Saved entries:
>>>

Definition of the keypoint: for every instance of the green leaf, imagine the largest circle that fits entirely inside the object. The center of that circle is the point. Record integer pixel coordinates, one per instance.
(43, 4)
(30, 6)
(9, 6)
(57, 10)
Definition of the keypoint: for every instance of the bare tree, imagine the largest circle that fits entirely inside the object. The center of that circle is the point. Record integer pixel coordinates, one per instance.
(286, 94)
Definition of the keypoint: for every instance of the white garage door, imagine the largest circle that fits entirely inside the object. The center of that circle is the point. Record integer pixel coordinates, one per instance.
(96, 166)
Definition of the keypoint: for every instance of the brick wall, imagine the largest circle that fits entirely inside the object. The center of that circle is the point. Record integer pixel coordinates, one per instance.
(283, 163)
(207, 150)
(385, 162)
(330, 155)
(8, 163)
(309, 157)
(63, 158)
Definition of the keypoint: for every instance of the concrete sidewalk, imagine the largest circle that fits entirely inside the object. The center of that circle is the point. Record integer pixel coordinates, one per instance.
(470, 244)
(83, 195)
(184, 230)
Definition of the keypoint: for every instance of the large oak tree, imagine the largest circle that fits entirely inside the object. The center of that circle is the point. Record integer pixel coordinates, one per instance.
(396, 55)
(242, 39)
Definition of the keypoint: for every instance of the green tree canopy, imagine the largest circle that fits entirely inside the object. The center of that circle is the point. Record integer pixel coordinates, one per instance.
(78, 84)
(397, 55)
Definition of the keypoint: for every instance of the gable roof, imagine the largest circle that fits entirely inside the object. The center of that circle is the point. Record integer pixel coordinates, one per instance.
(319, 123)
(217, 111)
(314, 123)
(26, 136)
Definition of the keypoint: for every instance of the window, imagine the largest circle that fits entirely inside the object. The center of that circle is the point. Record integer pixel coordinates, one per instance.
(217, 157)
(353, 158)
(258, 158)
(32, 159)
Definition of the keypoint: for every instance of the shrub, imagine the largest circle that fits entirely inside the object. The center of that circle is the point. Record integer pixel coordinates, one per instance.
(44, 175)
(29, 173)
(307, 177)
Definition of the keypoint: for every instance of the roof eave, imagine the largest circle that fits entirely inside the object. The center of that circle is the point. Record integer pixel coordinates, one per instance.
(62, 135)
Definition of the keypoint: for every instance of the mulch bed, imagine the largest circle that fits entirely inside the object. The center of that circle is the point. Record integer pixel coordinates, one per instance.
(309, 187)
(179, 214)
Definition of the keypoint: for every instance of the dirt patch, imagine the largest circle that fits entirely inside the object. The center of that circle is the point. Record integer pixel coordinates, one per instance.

<<<

** Task objective **
Return all of the data above exactly, leaving out no line.

** Response to the task **
Definition of the keypoint: for every instance of the green leaf, imagine the largest circle that fits entirely inside the object. The center of that circle is the point. Record integer pixel coordinates, one per instance.
(43, 4)
(30, 6)
(9, 6)
(57, 10)
Definition of the keypoint: for every instance of the bare tree, imagine the largest circle that fits entirely inside the object. The center of that circle is the point. Record integer pixel coordinates, one per instance.
(286, 94)
Definition of the keypoint: for every instance of the white garage door, imagine the largest circle that fits entirely inside the object. The center of that circle is the point. Record integer pixel coordinates, one per instance.
(96, 166)
Definition of the keypoint: for every instance of the brick wall, imagine the largest circle that fits entirely inside the object. The center of that circle is the point. Record integer pixel coordinates, one per instance.
(283, 163)
(207, 150)
(385, 162)
(330, 155)
(8, 163)
(309, 157)
(63, 158)
Definition of the keypoint: for every instance of the concrete sidewalk, imagine the largest circle that fits entirely inside the object. The center of that circle is the point. Record integer pixel coordinates, one per instance.
(470, 244)
(83, 195)
(184, 230)
Definition of the keypoint: for every instance of the large oak tree, imagine the largest circle that fits entirely inside the object. The center of that circle is the point. Record integer pixel coordinates, one per instance.
(396, 55)
(242, 39)
Definition of the keypoint: for every instance of the green tree canopy, imagine the largest circle that fits entirely inside the object. The center of that circle is the point. Record integer pixel coordinates, one per instance.
(78, 84)
(397, 55)
Definition of the keypoint: for every instance of the gable roof, imagine the largest circle that fits entirely inside the object. The center of that circle is the point. Record integer pixel coordinates, one per instance.
(319, 123)
(217, 111)
(314, 123)
(26, 136)
Definition of the keypoint: for every instance of the window, imagine the largest circle that fits entirely inside the object. The center of that circle is the point. Record integer pixel coordinates, one per instance.
(217, 157)
(353, 158)
(258, 158)
(32, 159)
Definition of the keypoint: for every instance of the shrub, imagine the largest circle that fits entirely inside the object. The center of that circle is the point. Record integer pixel coordinates, one per instance.
(44, 175)
(29, 173)
(307, 177)
Definition of the keypoint: for every instance of the roof eave, imagine the largest circle that fits entirely inside the object. The center of that circle is the point. Record integer pixel coordinates, one per instance.
(62, 135)
Definition of the keypoint: for every instance of the mulch bed, imagine the largest circle that fits entirely inside the object. The center of that circle is the point. Record integer pixel coordinates, one per instance.
(309, 187)
(179, 214)
Definition of the keypoint: for every instance of the dirt patch, imagine the largest circle that fits entirely inside the object. The center of that circle is the point. Record integer pixel coordinates, one per instance.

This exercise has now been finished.